── Given records ──

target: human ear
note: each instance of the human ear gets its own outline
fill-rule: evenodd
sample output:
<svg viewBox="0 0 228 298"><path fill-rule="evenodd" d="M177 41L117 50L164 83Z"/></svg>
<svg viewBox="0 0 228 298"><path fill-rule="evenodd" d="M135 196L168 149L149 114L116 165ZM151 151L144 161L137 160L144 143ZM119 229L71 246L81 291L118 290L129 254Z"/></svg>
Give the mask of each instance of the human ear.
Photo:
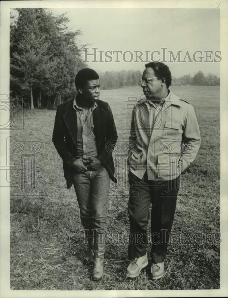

───

» **What is needed**:
Copy out every line of the listing above verbatim, but leave out the picture.

» **Final result**:
target: human ear
note: each instance of the human ear gets its own outline
fill-rule: evenodd
sample output:
<svg viewBox="0 0 228 298"><path fill-rule="evenodd" d="M177 41L117 50L164 83Z"/></svg>
<svg viewBox="0 0 228 298"><path fill-rule="evenodd" d="M135 196L168 149L149 114L116 165ZM151 151L144 161L137 160L144 143ZM119 229L71 246L81 291L118 290L129 254Z"/></svg>
Give the mask of each instance of the human ear.
Photo:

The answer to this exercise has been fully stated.